# [PASSAGE SHOWN]
What can we learn from this output?
Let’s summarize our findings by creating a bar chart for the origin and slope, with the bars colored by continent. We’ll do this in ggplot.
Plotting origins coloured by continent
This code is analogous to that presented at the end of Lecture 6
# Reorder country factor by origin
# Construct bar chart
progress.df %>%
mutate(country = reorder(country, origin)) %>%
ggplot(aes(x = country, y = origin, fill = continent)) +
geom_bar(stat = "identity") +
theme(axis.text.x = element_text(angle = 60, vjust = 1, hjust = 1))
Plotting slopes coloured by continent
# Reorder country factor by slope
# Construct bar chart
progress.df %>%
mutate(country = reorder(country, slope)) %>%
ggplot(aes(x = country, y = slope, fill = continent)) +
geom_bar(stat = "identity") +
theme(axis.text.x = element_text(angle = 60, vjust = 1, hjust = 1))
These are very interesting plots. What can you tell from looking at them?
Looking at per capita GDP by year
Let’s start by looking at some plots of how GDP per capita varied by year
# Use qplot from ggplot2 to generate plots
qplot(year, gdpPercap, facets = ~ country, data = gapminder, colour = continent) +
theme(axis.text.x = element_text(angle = 90, hjust = 1))
What if we want to rearrange the plots by continent? This can be done by changing the order of the country
level.

# [SUPPLIED MATERIAL]
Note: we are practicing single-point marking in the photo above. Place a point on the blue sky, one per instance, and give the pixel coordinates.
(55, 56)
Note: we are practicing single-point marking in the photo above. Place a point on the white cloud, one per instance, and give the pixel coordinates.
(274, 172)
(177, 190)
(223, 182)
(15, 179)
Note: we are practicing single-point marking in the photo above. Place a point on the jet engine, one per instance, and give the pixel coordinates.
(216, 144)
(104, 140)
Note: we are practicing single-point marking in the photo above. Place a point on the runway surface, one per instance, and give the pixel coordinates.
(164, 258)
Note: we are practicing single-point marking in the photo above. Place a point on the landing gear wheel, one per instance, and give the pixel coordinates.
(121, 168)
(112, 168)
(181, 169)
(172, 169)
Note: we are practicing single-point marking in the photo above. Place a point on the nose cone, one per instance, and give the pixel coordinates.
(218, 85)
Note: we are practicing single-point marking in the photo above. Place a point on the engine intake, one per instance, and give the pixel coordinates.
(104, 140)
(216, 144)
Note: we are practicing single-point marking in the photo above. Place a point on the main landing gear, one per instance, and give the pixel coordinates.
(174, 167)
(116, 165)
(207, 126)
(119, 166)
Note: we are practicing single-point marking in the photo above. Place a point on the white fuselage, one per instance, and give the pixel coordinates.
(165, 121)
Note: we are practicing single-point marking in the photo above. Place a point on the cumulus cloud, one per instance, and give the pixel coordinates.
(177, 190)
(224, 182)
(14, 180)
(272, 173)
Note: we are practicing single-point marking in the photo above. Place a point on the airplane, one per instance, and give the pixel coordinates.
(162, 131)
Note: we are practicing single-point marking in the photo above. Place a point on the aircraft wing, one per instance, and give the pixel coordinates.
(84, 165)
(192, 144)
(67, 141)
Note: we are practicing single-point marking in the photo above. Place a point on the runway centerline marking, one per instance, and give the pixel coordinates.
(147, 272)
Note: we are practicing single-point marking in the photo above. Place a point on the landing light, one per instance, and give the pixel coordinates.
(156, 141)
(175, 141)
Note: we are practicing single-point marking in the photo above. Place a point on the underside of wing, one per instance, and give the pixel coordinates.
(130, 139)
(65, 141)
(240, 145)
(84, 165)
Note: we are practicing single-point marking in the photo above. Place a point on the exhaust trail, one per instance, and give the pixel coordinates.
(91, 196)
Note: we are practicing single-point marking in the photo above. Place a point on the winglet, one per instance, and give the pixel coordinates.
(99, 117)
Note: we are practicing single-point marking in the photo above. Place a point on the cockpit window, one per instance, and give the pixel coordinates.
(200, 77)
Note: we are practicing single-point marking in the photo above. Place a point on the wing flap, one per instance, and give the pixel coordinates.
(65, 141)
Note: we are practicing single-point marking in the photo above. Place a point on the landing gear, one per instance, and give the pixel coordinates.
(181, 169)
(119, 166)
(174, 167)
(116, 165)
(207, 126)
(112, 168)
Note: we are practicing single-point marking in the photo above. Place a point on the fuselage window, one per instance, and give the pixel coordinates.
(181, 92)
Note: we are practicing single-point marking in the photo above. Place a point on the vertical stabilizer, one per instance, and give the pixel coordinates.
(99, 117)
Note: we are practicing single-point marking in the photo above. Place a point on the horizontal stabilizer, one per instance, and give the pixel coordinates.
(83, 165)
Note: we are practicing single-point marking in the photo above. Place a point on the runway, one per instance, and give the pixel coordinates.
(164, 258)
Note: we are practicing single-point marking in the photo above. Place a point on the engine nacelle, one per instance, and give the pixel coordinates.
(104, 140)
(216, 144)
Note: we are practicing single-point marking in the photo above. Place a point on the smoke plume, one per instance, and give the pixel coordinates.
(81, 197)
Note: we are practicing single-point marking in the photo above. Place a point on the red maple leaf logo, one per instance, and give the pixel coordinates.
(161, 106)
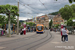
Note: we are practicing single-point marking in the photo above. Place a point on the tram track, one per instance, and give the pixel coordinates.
(31, 43)
(18, 40)
(35, 42)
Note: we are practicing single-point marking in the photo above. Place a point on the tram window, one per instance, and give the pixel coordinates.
(39, 28)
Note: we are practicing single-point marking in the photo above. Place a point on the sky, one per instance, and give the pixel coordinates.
(33, 8)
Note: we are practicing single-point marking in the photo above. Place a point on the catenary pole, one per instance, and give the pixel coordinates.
(18, 21)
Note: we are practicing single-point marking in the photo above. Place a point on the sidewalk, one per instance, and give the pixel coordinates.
(14, 36)
(56, 43)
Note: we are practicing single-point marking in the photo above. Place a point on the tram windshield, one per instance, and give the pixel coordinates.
(39, 28)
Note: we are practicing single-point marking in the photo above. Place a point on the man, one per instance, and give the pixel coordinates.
(63, 34)
(67, 35)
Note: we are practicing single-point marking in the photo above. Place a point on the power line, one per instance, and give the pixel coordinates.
(43, 5)
(30, 7)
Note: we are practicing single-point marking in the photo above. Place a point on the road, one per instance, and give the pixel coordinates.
(27, 43)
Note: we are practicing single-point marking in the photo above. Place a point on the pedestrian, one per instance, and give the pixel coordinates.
(67, 35)
(63, 38)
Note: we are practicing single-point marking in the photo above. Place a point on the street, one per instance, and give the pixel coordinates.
(27, 43)
(32, 41)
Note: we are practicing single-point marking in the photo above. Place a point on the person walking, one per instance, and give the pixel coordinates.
(67, 35)
(63, 38)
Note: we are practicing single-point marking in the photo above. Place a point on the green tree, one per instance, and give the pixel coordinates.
(2, 20)
(67, 11)
(31, 23)
(70, 22)
(56, 26)
(50, 23)
(9, 10)
(54, 13)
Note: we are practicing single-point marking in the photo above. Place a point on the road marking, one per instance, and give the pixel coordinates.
(2, 47)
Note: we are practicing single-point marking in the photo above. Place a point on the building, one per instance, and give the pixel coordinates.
(58, 20)
(44, 19)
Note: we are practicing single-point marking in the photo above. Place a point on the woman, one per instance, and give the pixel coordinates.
(67, 35)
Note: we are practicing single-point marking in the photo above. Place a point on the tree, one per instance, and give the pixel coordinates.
(56, 26)
(50, 23)
(54, 13)
(67, 11)
(2, 20)
(70, 22)
(70, 1)
(9, 10)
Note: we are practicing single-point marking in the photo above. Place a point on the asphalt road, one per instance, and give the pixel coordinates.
(27, 43)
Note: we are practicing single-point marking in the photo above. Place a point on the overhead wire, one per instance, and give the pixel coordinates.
(43, 5)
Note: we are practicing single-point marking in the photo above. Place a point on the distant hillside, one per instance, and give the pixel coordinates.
(54, 13)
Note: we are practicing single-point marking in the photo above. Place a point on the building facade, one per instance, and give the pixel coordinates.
(58, 20)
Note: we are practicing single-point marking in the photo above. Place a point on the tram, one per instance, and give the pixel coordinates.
(39, 28)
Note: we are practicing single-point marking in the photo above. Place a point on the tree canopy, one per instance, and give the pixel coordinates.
(54, 13)
(9, 10)
(70, 22)
(50, 23)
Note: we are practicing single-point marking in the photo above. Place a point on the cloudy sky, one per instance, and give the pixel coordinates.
(34, 8)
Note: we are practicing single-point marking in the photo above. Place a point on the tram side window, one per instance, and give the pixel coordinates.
(39, 28)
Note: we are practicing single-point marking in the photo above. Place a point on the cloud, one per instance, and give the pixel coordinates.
(35, 7)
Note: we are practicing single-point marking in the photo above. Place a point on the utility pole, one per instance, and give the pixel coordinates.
(18, 21)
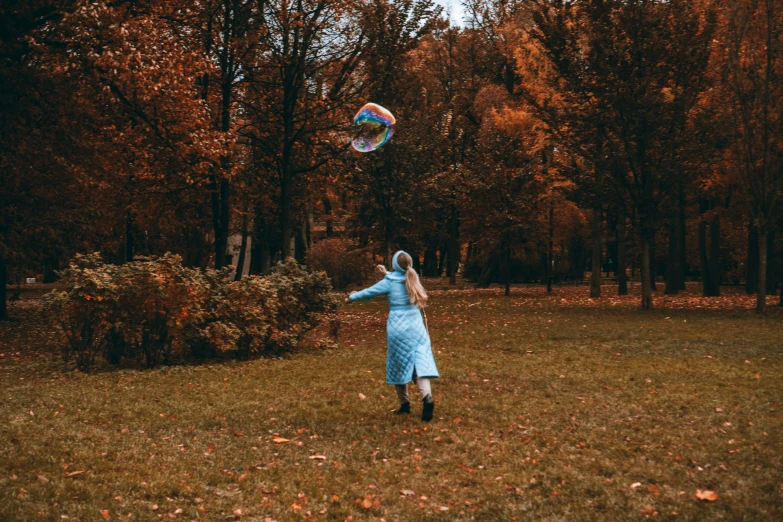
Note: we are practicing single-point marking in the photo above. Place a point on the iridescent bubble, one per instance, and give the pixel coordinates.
(374, 127)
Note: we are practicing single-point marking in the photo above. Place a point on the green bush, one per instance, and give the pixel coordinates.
(304, 301)
(342, 260)
(83, 309)
(157, 311)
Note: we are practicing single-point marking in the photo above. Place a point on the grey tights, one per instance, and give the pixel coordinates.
(425, 389)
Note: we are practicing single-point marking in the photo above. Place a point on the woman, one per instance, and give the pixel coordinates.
(409, 353)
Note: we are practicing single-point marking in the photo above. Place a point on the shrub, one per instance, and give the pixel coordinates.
(154, 311)
(342, 260)
(244, 317)
(304, 300)
(82, 310)
(159, 300)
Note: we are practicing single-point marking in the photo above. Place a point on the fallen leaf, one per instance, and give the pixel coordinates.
(706, 494)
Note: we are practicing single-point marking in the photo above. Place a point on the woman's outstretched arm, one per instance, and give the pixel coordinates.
(379, 288)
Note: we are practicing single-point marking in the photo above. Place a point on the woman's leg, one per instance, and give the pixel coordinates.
(402, 394)
(425, 389)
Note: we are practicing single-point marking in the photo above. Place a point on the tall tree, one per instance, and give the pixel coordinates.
(752, 64)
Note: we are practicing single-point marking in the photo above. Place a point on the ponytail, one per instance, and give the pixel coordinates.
(416, 291)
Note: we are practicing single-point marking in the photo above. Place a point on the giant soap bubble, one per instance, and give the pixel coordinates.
(374, 127)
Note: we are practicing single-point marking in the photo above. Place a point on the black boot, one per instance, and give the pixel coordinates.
(404, 408)
(429, 407)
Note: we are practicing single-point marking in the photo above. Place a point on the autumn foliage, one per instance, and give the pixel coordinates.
(159, 311)
(624, 140)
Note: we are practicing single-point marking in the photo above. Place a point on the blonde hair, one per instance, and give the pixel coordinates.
(416, 292)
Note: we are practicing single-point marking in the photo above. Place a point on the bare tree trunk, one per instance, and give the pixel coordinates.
(128, 237)
(653, 265)
(752, 278)
(772, 275)
(550, 248)
(328, 213)
(683, 249)
(3, 290)
(595, 275)
(714, 261)
(507, 269)
(761, 295)
(673, 258)
(622, 276)
(242, 250)
(454, 253)
(703, 261)
(646, 278)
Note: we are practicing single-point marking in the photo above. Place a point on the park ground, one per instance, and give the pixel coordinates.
(549, 408)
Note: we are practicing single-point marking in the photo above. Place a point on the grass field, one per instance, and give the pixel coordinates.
(549, 408)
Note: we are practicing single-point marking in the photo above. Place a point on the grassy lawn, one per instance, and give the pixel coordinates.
(549, 408)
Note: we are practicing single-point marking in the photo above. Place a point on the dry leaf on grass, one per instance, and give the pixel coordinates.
(706, 494)
(368, 502)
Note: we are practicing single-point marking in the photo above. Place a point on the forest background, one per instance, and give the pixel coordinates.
(537, 140)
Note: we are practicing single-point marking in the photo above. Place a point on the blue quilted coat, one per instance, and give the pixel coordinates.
(408, 341)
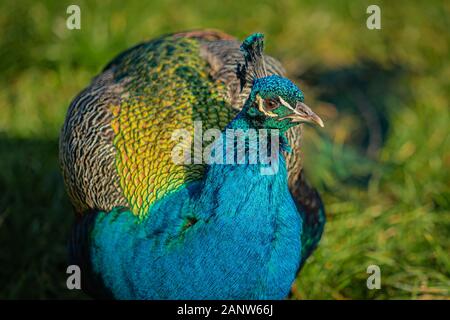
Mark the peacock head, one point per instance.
(274, 101)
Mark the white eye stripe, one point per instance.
(285, 103)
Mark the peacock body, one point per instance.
(150, 228)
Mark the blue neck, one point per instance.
(234, 235)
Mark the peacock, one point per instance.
(228, 224)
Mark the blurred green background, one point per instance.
(381, 163)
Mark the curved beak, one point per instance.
(302, 113)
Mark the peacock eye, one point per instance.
(271, 104)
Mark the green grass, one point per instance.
(381, 163)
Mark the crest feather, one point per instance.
(254, 67)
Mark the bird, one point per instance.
(149, 227)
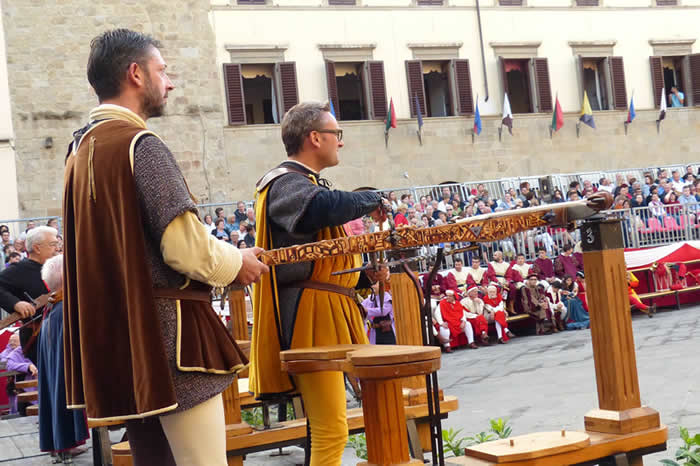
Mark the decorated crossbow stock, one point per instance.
(479, 229)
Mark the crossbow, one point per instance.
(482, 228)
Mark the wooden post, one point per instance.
(619, 400)
(239, 314)
(232, 415)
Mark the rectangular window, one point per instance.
(259, 93)
(442, 87)
(356, 89)
(526, 80)
(679, 76)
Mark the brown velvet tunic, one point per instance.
(126, 352)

# [WHAT TO WORK ON]
1. In the ggplot tutorial on GDP data:
(a) Which variable sets the fill color of the bars in both bar charts?
(b) At what angle are the x-axis labels turned in those bar charts?
(c) Which function generates the plots of GDP per capita by year?
2. Carry on the ggplot tutorial on GDP data from its last sentence.

# [PER-TASK OUTPUTS]
1.
(a) continent
(b) 60 degrees
(c) qplot, from ggplot2

2.
# First step: reorder the countries by continent
# Produce a data frame that has the countries ordered alphabetically within continent
# Arrange sorts the data according to the variable(s) provided
country.df <- gapminder %>%
group_by(country) %>%
summarize(continent = continent[1]) %>%
arrange(continent)
gapminder.ordered <- gapminder %>%
mutate(country = factor(country, levels = country.df$country))
# Let's make sure that things are now ordered correctly...
levels(gapminder.ordered$country)
## [1] "Algeria" "Angola"
## [3] "Benin" "Botswana"
## [5] "Burkina Faso" "Burundi"
## [7] "Cameroon" "Central African Republic"
## [9] "Chad" "Comoros"
## [11] "Congo, Dem. Rep." "Congo, Rep."
## [13] "Cote d'Ivoire" "Djibouti"
## [15] "Egypt" "Equatorial Guinea"
## [17] "Eritrea" "Ethiopia"
## [19] "Gabon" "Gambia"
## [21] "Ghana" "Guinea"
## [23] "Guinea-Bissau" "Kenya"
## [25] "Lesotho" "Liberia"
## [27] "Libya" "Madagascar"
## [29] "Malawi" "Mali"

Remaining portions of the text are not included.